**Task goal:**
Starting with the line that contains "the concrete patio", reproduce each line through the end of the listing below, with no other output.

—————

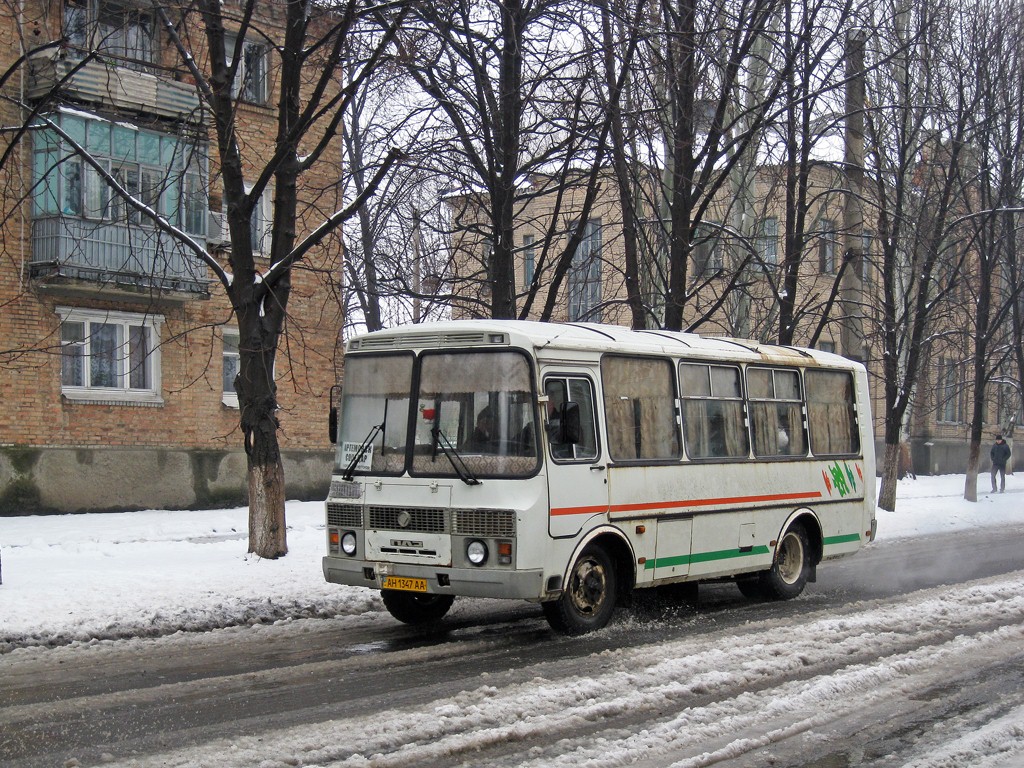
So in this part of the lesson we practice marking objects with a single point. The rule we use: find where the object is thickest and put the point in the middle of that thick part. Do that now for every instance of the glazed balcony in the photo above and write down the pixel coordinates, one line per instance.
(72, 255)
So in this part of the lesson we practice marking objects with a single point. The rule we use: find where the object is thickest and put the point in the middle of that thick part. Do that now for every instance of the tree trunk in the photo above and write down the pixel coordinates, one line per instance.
(971, 484)
(266, 509)
(267, 532)
(890, 470)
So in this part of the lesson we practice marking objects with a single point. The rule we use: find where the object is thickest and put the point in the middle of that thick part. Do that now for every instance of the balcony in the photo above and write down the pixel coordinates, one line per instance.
(75, 256)
(113, 86)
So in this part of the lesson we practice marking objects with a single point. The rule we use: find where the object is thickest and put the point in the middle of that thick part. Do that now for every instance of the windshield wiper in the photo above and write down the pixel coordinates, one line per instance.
(440, 440)
(365, 446)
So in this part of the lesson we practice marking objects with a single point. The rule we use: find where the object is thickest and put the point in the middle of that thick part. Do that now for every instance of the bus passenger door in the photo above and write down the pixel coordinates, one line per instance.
(578, 479)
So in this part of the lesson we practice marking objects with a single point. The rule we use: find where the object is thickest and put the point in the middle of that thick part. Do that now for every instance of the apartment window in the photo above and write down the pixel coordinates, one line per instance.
(767, 243)
(107, 355)
(827, 244)
(585, 275)
(121, 30)
(250, 79)
(948, 391)
(708, 249)
(163, 171)
(230, 361)
(528, 260)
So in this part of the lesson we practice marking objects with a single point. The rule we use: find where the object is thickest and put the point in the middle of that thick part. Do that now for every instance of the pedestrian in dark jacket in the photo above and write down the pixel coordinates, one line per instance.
(999, 456)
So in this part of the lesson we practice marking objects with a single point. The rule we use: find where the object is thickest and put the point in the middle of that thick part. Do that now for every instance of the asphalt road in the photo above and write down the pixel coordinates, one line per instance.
(134, 700)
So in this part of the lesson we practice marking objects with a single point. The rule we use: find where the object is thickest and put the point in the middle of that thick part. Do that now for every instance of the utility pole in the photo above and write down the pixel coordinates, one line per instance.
(851, 286)
(417, 249)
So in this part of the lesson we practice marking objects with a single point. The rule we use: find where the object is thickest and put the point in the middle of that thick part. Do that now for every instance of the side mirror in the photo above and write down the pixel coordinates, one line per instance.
(332, 419)
(568, 426)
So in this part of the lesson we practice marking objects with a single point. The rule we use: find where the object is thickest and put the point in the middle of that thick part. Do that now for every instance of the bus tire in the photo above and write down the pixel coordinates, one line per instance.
(415, 608)
(791, 568)
(589, 597)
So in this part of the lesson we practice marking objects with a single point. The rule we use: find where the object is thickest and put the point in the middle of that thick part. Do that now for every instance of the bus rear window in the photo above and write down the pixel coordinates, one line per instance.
(832, 413)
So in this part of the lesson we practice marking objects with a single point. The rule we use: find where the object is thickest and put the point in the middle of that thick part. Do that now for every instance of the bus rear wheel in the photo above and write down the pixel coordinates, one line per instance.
(412, 607)
(792, 567)
(589, 597)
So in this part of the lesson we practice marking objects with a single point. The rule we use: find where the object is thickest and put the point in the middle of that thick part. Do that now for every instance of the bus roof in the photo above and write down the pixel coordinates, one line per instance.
(591, 337)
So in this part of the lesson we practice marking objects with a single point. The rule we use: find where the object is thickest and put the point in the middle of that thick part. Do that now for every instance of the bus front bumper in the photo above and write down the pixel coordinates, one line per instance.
(522, 585)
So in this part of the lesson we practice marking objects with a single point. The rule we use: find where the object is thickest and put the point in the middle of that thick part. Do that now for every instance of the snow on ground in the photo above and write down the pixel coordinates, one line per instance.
(82, 578)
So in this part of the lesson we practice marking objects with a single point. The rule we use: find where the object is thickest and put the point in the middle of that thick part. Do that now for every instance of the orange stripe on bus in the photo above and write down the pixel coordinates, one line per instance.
(685, 504)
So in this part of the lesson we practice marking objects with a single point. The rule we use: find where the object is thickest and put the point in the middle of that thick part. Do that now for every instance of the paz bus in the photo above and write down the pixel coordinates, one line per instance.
(571, 464)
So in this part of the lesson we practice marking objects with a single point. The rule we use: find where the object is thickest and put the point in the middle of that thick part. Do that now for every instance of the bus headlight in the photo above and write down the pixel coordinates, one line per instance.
(476, 552)
(348, 543)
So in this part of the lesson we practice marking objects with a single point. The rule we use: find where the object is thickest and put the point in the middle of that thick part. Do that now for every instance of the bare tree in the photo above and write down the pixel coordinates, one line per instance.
(993, 36)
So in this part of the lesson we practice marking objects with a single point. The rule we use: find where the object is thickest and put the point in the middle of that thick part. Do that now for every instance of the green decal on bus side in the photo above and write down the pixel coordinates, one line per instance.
(668, 562)
(846, 539)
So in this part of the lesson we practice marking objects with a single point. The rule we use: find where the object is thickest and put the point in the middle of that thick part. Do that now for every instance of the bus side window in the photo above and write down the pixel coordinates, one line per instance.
(581, 392)
(832, 414)
(713, 412)
(775, 412)
(640, 408)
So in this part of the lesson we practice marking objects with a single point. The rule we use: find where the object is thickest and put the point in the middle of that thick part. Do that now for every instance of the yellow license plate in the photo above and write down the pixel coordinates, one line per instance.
(404, 584)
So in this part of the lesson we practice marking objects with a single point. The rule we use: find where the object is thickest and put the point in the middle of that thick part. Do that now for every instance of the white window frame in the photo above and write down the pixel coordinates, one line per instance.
(229, 398)
(124, 394)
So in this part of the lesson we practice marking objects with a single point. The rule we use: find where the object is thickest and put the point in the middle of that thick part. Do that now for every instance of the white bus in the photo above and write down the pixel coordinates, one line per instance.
(570, 464)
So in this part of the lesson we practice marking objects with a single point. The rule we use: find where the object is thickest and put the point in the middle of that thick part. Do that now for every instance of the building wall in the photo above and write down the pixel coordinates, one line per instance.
(58, 454)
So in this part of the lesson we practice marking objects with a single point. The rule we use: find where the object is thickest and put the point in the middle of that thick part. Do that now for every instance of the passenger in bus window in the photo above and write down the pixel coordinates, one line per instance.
(481, 440)
(556, 396)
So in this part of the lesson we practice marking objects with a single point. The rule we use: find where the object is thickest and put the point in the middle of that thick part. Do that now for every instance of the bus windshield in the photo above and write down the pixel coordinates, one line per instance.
(474, 414)
(374, 425)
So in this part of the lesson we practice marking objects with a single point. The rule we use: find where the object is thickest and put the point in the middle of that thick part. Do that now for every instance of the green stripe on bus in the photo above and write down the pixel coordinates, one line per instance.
(727, 554)
(845, 539)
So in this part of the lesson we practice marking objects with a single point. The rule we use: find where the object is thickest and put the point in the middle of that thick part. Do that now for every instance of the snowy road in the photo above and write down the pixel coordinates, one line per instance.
(876, 665)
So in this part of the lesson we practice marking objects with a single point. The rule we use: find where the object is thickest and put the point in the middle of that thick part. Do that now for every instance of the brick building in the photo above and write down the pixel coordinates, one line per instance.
(118, 348)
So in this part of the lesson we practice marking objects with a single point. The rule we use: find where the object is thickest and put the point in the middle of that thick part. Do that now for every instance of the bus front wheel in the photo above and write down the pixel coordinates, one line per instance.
(589, 596)
(412, 607)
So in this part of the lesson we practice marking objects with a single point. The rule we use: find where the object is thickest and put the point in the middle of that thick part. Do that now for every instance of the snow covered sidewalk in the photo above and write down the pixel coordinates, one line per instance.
(96, 577)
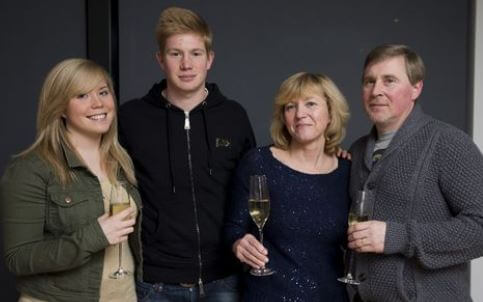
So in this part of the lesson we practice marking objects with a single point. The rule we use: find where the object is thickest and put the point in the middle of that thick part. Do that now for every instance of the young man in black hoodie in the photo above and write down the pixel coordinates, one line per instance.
(185, 139)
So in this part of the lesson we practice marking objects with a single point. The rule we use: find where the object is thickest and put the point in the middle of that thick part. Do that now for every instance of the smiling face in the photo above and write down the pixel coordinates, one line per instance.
(306, 119)
(90, 115)
(387, 93)
(185, 62)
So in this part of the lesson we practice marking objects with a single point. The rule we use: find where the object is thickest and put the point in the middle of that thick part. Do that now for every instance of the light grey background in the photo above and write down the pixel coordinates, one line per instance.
(260, 43)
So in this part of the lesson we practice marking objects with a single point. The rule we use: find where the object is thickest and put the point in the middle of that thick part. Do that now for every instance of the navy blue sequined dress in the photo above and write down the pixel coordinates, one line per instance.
(304, 233)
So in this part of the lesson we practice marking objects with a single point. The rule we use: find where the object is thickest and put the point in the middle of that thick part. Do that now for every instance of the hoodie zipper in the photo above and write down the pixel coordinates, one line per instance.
(187, 128)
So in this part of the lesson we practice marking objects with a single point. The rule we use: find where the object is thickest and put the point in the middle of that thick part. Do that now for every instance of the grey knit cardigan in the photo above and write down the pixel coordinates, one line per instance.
(428, 188)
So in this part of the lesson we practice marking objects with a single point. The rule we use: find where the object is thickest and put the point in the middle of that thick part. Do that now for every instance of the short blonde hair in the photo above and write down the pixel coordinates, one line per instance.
(65, 81)
(176, 20)
(301, 85)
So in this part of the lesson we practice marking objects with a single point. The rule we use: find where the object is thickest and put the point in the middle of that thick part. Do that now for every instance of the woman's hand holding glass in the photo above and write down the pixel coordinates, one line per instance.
(250, 251)
(117, 227)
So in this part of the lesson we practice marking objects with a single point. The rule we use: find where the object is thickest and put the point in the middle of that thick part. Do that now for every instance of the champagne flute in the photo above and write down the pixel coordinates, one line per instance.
(119, 201)
(359, 212)
(259, 208)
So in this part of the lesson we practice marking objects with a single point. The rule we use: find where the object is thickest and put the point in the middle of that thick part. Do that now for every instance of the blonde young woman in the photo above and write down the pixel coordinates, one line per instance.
(309, 199)
(60, 241)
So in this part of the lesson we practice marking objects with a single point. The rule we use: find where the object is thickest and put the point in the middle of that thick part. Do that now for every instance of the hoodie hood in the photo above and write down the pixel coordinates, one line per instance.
(156, 98)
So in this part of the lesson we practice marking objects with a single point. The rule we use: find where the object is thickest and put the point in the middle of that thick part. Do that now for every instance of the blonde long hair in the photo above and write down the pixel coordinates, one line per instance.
(66, 80)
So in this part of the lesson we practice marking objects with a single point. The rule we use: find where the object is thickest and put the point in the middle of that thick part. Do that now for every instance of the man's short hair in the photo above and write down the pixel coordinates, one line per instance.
(414, 64)
(176, 20)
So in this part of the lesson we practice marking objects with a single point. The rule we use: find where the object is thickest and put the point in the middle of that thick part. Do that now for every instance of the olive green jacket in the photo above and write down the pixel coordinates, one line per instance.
(53, 242)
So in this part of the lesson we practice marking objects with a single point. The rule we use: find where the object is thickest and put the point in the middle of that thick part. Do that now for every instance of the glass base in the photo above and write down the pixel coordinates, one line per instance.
(261, 272)
(119, 274)
(349, 280)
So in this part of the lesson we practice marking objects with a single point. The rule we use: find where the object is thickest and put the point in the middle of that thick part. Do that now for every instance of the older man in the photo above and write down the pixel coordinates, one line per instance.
(425, 181)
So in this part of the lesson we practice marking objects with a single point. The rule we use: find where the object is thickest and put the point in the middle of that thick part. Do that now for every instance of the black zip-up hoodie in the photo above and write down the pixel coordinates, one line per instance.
(184, 177)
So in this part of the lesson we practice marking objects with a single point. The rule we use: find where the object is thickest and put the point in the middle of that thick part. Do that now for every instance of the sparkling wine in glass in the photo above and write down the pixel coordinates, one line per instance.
(359, 212)
(119, 201)
(259, 209)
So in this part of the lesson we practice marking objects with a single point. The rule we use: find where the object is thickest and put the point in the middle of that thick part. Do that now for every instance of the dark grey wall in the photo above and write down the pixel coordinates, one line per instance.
(260, 43)
(34, 36)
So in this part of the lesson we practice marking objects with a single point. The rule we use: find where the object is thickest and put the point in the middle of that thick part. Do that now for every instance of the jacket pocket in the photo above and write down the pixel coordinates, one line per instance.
(68, 211)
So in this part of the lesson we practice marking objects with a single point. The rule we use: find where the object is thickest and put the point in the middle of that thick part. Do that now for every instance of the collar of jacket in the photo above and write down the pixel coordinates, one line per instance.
(415, 120)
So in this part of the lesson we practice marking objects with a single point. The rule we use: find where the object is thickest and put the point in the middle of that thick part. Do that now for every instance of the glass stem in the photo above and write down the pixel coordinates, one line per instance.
(261, 241)
(350, 267)
(120, 254)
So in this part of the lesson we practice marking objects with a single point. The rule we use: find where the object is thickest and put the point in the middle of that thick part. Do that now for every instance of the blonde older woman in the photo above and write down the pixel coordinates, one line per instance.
(60, 241)
(308, 195)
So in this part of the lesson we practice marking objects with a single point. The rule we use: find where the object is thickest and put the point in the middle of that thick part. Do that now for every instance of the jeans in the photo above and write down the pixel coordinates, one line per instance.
(221, 290)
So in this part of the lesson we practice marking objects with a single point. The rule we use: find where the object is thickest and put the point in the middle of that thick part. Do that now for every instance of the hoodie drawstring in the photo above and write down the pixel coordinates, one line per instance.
(170, 152)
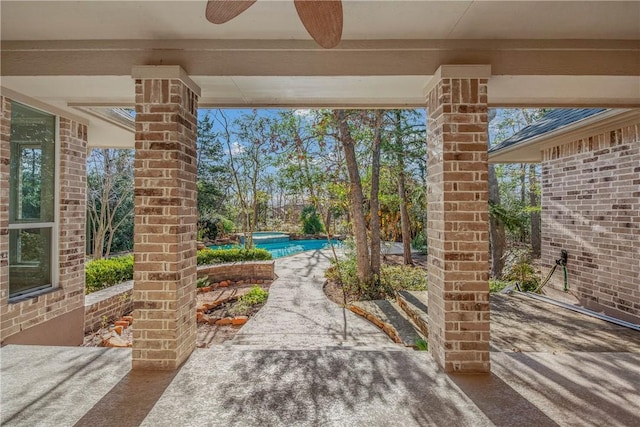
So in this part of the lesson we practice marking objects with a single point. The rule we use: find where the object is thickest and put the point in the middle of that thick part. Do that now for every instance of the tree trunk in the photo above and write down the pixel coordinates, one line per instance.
(536, 226)
(496, 228)
(357, 200)
(404, 219)
(374, 200)
(402, 194)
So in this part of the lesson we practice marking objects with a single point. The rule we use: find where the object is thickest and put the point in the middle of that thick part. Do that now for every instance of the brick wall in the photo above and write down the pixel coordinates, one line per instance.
(457, 219)
(69, 295)
(591, 208)
(115, 301)
(107, 305)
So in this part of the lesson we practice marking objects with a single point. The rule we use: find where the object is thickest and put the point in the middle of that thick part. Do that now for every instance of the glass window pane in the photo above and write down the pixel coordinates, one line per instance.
(32, 165)
(29, 260)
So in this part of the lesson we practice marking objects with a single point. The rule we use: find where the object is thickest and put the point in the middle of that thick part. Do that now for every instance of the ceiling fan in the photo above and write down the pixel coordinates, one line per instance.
(321, 18)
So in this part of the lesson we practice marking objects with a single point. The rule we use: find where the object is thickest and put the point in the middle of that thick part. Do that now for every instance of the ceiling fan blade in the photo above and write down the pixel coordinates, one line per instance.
(221, 11)
(322, 19)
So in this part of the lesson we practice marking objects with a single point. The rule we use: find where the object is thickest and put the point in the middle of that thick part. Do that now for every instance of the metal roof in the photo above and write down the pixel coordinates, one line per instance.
(553, 120)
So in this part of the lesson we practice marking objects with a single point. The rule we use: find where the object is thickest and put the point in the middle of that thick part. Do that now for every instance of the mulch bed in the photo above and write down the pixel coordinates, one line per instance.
(207, 334)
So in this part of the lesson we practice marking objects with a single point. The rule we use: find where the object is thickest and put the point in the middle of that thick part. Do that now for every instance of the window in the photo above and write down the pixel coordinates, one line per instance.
(31, 200)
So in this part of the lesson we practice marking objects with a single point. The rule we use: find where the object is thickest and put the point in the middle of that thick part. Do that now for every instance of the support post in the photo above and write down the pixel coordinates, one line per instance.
(164, 328)
(457, 218)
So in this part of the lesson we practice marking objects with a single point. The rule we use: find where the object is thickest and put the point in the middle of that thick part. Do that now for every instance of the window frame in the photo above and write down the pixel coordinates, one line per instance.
(53, 225)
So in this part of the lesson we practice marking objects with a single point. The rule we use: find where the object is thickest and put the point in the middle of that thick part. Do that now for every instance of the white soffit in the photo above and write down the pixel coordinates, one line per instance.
(366, 20)
(371, 91)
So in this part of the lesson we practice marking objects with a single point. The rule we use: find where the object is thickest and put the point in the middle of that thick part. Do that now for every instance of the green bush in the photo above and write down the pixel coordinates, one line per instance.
(219, 256)
(497, 285)
(524, 274)
(102, 273)
(245, 303)
(404, 278)
(420, 242)
(311, 223)
(393, 278)
(202, 282)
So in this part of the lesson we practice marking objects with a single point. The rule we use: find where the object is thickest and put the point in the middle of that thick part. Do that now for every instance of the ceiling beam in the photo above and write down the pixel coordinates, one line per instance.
(301, 58)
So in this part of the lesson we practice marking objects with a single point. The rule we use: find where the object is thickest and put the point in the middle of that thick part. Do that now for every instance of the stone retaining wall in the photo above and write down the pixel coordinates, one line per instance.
(247, 271)
(102, 307)
(111, 303)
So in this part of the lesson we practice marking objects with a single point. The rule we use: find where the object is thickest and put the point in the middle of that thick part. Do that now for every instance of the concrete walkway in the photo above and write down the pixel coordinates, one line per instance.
(298, 315)
(316, 366)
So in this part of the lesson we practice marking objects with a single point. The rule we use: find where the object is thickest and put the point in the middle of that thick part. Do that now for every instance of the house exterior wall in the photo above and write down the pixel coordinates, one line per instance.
(591, 208)
(54, 317)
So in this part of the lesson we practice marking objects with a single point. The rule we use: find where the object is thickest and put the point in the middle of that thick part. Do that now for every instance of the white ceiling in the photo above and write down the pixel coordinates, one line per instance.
(363, 20)
(71, 54)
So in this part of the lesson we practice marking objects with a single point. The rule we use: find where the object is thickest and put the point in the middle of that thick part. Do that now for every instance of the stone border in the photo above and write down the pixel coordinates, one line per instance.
(111, 303)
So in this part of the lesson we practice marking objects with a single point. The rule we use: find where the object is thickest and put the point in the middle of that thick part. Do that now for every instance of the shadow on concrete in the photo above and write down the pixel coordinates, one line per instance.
(523, 324)
(56, 385)
(313, 387)
(129, 402)
(499, 402)
(576, 388)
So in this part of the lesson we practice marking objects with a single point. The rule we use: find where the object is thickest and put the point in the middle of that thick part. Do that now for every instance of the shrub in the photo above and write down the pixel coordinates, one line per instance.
(524, 274)
(497, 285)
(392, 278)
(102, 273)
(218, 256)
(420, 242)
(404, 278)
(208, 229)
(311, 223)
(246, 302)
(202, 282)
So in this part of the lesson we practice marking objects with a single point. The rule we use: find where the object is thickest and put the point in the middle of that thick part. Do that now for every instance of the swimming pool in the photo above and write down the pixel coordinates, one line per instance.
(260, 237)
(290, 247)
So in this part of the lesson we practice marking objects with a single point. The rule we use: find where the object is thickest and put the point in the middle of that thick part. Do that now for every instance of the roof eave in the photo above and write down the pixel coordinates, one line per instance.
(530, 150)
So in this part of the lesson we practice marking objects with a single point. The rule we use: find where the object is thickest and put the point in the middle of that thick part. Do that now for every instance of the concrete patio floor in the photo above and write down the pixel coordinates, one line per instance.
(319, 366)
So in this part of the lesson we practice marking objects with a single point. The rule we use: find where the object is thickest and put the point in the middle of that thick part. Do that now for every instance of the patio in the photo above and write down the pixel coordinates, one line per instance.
(258, 385)
(549, 367)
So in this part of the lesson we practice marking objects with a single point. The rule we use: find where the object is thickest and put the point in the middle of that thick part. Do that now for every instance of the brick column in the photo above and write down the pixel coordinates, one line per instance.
(457, 218)
(5, 156)
(164, 330)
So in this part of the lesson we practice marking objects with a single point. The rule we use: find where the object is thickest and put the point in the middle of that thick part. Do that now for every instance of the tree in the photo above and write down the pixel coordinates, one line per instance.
(110, 200)
(356, 197)
(212, 175)
(514, 190)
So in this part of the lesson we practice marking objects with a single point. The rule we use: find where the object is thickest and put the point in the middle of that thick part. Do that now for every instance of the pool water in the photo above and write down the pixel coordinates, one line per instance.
(267, 237)
(290, 247)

—————

**Exercise output:**
So in this part of the lesson we practice marking objects with a single point. The rule we use: find where the object is thickest and put the point in the middle of that thick part. Do that now for every instance of the concrete patio floor in the photo above and write down the pixel coordinates, one line per instance.
(319, 366)
So in this part of the lesson we practice marking objects with a single point. The rule we use: find where the object is thickest and put the point in the middle of that thick part. Do that now for every instance of the patio in the photo above and write down the pixel coordinates, one line per instance.
(258, 385)
(549, 367)
So in this part of the lesson we practice marking objects with a single point. The rule we use: find where the object is thickest and put the point in the middle of that thick part. Do that now for every instance of the brick column in the photo above and write down the pixel coordinates, one line per instance.
(457, 218)
(5, 156)
(164, 330)
So in this part of the lesson we practice marking objects with a single point. The rule we use: find where the object is thickest and put the point in the middle of that thick part. Do that now for every instance of the tree in the photo above and write down the pixel coordinates, one line per instance.
(110, 200)
(356, 197)
(212, 175)
(514, 190)
So in this part of the lesson we practice marking objects with a single point. The rule we use: find where the object is thickest and put the point in the middle of that thick part. Do that now for every instance of the pool water in the photo above and write down the pixel coordinates, one line per instance.
(267, 237)
(290, 247)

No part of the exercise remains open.